学校法人大阪滋慶学園の卒業式 医療・福祉を支える人材として巣立つ

2017.03.15

近藤学校長から卒業証書と専門士称号を授与される大阪ハイテクノロジー専門学校総代の﨑さんと、大阪保健福祉専門学校総代の今徳さん

近藤学校長から卒業証書と専門士称号を授与される大阪ハイテクノロジー専門学校総代の﨑さんと、大阪保健福祉専門学校総代の今徳さん

 看護師や臨床工学技士、柔道整復師に社会福祉士…。4年制の高度専門士コースを含め医療や福祉の業界と連携して職業人教育を進め、文部科学省が高度な職業教育とみなす「職業実践専門課程」の認定を受けている学校法人大阪滋慶学園の専門学校5校の卒業式が3月8日、9日の2日間、大阪市中央区のホテルニューオータニ大阪で執り行われました。

 今年、創立30年を迎える大阪滋慶学園では、すでに2万5千人を超える卒業生が医療や福祉の世界などで活躍しています。3月8日(水)には、大阪医療技術学園専門学校、大阪医療福祉専門学校、大阪医療看護専門学校の3校合同卒業式が、翌3月9日(木)には、大阪ハイテクノロジー専門学校と大阪保健福祉専門学校の2校合同卒業式が行なわれました。



大阪ハイテクノロジー専門学校と大阪保健福祉専門学校の2校合同卒業式


 9日の2校合同卒業式では、スーツ姿や着物と袴姿に身なりを整えた学生が、医療、福祉、健康スポーツなどの専門職として、大勢の家族や来賓の方々の祝福を受けて社会に巣立っていきました。この日、“最後の授業”としての卒業式に出席した学生たちの中には31名の留学生も含まれ、これから発表される国家試験の朗報を待って、それぞれの職場に向います。

学校総代の﨑さんと今徳さんに卒業証書と専門士称号を授与


 まず最初に卒業証書と専門士・高度専門士称号の授与が行なわれました。両校の学校総代として、大阪ハイテクノロジー専門学校の﨑健祐さん(臨床工学技士科)と、大阪保健福祉専門学校の今徳千諒さん(看護学科)の2人が壇上に上り、大阪大学名誉教授の近藤雅臣学校長(医学博士)から、「よく頑張りました」と、「卒業証書」と「専門士称号」が授与されました。

近藤学校長 「一日一日を大切に」

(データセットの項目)
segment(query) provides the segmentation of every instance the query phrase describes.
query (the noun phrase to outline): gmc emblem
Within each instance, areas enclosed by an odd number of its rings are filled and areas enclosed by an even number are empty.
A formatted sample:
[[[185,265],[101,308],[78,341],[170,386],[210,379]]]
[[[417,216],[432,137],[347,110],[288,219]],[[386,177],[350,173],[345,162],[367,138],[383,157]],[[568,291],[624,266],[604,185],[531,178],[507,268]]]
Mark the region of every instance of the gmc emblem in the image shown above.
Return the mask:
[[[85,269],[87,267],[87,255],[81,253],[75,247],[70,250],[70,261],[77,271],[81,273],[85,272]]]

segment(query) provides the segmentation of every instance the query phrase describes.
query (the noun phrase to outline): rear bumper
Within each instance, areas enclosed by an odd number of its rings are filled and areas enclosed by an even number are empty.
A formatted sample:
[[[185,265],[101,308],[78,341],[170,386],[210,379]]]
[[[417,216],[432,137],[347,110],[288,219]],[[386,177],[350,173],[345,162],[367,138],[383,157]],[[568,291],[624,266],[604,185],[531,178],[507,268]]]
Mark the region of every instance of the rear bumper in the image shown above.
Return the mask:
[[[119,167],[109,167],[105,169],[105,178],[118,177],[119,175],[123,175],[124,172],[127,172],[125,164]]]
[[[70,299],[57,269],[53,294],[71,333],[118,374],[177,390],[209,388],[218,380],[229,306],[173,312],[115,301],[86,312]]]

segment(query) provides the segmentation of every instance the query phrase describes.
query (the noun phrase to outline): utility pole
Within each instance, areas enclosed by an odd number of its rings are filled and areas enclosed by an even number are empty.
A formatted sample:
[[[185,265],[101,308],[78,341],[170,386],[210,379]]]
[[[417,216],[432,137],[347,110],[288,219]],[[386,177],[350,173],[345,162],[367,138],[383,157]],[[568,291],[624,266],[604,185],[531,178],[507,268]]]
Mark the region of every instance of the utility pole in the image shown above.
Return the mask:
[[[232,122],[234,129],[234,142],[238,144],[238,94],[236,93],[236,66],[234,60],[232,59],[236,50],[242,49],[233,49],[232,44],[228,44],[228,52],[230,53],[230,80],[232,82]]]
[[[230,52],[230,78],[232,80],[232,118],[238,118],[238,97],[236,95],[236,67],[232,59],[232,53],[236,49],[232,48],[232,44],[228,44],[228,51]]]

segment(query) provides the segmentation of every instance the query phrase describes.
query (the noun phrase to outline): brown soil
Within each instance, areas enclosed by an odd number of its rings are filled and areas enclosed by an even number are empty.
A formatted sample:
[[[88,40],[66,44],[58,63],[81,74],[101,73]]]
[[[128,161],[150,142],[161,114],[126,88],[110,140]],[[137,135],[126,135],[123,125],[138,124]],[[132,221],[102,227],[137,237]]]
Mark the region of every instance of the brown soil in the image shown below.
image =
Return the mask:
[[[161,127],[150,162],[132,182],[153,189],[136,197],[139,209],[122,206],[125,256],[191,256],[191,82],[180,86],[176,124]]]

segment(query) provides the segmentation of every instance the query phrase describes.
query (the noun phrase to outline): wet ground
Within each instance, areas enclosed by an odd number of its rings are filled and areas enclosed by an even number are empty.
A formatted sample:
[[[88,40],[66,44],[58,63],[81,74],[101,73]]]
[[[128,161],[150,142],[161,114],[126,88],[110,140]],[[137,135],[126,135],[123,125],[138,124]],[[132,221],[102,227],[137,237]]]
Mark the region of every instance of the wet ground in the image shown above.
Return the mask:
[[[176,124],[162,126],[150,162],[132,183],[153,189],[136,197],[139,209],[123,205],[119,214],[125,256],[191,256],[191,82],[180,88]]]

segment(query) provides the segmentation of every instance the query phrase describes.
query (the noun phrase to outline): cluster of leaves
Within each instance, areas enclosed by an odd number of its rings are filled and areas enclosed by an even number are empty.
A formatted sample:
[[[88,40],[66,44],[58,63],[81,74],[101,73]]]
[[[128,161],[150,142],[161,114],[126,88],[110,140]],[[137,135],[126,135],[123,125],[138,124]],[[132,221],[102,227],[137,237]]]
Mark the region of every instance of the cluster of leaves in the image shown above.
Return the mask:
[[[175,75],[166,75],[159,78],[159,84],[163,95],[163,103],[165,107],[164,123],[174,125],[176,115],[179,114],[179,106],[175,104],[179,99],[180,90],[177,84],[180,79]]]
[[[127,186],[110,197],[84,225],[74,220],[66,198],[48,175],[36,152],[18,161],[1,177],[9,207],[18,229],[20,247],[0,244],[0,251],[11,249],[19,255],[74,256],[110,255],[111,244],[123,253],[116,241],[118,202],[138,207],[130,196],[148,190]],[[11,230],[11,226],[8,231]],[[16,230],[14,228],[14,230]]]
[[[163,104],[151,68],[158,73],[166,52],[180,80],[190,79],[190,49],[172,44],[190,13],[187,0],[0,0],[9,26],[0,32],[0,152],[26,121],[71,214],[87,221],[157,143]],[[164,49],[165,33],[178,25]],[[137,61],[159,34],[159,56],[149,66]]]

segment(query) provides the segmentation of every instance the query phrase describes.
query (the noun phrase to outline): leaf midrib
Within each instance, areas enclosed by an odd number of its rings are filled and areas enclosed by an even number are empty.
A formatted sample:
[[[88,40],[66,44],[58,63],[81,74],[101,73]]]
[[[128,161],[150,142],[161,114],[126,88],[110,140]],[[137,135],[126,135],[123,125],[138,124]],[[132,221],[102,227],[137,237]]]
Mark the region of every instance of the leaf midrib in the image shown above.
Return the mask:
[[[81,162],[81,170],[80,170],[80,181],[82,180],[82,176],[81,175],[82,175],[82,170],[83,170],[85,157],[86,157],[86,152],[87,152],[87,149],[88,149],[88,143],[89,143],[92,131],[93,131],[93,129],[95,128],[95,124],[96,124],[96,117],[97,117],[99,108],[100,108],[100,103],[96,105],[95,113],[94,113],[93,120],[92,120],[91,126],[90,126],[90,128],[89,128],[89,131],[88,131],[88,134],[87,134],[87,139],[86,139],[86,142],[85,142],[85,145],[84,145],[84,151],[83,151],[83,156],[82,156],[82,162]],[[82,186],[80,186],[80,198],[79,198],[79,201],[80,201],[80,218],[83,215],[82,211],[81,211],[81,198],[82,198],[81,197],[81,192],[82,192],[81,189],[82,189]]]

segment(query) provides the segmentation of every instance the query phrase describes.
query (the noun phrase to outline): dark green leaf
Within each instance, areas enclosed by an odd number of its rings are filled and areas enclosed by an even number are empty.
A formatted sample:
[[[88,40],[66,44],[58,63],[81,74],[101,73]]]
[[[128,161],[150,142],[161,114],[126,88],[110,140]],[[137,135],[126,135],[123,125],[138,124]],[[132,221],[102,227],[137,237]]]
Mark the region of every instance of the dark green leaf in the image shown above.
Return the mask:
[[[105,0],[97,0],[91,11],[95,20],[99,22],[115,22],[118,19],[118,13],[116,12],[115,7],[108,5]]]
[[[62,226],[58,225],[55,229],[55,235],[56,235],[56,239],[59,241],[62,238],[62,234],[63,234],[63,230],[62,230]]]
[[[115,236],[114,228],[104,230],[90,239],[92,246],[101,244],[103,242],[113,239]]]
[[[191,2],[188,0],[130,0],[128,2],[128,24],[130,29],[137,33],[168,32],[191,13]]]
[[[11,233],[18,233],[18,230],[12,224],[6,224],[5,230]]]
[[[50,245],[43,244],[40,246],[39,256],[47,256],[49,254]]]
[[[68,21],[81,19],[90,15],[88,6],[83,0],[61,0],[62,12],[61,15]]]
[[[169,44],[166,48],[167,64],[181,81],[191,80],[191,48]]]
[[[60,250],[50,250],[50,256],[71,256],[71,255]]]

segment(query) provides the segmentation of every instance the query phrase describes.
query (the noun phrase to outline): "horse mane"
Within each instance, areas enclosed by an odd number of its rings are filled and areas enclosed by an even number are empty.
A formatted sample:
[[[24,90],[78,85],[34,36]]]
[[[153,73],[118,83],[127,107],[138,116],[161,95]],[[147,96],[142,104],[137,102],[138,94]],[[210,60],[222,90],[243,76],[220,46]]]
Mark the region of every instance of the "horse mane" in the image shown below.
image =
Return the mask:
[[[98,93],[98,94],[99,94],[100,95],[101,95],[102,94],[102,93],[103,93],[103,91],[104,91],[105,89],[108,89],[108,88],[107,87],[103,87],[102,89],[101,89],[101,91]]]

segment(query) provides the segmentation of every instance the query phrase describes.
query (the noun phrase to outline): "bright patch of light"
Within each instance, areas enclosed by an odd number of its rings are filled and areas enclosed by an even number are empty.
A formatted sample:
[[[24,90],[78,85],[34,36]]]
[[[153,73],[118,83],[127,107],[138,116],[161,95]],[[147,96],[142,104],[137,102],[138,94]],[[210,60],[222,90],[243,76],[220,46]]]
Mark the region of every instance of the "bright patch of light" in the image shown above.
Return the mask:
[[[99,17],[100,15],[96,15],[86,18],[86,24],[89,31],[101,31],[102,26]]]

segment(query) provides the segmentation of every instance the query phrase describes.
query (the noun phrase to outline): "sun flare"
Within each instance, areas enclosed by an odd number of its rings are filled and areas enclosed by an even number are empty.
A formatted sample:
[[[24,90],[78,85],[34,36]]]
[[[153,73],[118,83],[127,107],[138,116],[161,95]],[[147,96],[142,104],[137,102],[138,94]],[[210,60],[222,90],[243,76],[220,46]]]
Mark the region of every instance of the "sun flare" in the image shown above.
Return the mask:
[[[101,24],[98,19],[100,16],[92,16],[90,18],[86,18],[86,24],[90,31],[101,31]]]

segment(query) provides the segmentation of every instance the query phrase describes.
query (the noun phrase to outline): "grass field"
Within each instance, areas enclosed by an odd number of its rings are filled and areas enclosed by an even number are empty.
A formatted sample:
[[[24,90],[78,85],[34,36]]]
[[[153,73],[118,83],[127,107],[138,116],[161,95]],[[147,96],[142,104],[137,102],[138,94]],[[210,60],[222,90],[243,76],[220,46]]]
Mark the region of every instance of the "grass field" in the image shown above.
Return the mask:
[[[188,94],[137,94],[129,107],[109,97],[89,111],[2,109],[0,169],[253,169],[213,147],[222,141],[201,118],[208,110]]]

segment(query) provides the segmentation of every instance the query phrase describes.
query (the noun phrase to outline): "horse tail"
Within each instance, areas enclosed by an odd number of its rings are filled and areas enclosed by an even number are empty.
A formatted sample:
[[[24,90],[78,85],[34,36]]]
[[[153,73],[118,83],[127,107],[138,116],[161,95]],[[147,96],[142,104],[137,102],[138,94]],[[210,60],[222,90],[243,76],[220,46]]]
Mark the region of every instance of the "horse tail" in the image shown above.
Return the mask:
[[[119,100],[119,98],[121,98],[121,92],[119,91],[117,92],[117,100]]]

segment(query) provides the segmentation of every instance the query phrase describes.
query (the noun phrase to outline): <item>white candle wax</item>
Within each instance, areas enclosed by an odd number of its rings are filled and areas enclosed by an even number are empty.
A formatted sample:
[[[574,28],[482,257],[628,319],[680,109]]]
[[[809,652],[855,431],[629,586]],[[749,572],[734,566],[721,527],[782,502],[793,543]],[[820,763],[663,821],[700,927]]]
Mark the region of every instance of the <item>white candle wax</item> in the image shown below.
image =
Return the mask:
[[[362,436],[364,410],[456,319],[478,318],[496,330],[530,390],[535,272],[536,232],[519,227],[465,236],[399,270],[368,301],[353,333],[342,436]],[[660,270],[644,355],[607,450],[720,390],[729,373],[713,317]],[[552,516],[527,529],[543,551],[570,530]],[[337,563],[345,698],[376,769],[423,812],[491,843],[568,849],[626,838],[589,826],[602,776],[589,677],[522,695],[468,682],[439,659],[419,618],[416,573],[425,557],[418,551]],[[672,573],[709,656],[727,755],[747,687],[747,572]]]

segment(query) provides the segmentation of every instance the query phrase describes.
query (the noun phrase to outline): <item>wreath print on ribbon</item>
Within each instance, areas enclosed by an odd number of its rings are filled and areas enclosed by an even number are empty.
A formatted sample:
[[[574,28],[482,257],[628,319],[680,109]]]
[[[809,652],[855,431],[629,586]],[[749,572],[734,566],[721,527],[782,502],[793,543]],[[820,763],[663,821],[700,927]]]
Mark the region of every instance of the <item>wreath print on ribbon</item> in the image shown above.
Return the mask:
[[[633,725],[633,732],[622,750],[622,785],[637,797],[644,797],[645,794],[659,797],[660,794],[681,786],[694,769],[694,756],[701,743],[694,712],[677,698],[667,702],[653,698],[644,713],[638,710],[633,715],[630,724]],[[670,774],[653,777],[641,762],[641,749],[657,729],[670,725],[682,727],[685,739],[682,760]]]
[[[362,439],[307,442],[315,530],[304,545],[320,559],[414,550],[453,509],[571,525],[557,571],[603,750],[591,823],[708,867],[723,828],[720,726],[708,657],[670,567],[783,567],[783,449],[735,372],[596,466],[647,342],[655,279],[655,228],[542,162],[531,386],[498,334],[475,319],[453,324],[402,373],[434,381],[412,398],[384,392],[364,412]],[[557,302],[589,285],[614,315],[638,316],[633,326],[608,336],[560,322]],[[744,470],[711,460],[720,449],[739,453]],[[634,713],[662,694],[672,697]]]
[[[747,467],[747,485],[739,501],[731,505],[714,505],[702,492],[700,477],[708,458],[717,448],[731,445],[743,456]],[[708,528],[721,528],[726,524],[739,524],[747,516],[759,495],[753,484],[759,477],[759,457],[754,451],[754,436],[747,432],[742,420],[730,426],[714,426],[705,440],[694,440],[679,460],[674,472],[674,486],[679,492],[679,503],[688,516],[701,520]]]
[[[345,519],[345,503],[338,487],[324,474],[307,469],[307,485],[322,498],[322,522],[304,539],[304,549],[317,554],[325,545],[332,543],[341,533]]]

__問題__: 本文のうち、「9日の2校合同卒業式では、ス」を含む箇所から「門士称号」が授与されました。」までを、「スーツ姿」を「礼服姿」に置き換えて編集してください。 データセットの各行は、この課題には用いません。

__解答__:
9日の2校合同卒業式では、礼服姿や着物と袴姿に身なりを整えた学生が、医療、福祉、健康スポーツなどの専門職として、大勢の家族や来賓の方々の祝福を受けて社会に巣立っていきました。この日、“最後の授業”としての卒業式に出席した学生たちの中には31名の留学生も含まれ、これから発表される国家試験の朗報を待って、それぞれの職場に向います。

学校総代の﨑さんと今徳さんに卒業証書と専門士称号を授与


 まず最初に卒業証書と専門士・高度専門士称号の授与が行なわれました。両校の学校総代として、大阪ハイテクノロジー専門学校の﨑健祐さん(臨床工学技士科)と、大阪保健福祉専門学校の今徳千諒さん(看護学科)の2人が壇上に上り、大阪大学名誉教授の近藤雅臣学校長(医学博士)から、「よく頑張りました」と、「卒業証書」と「専門士称号」が授与されました。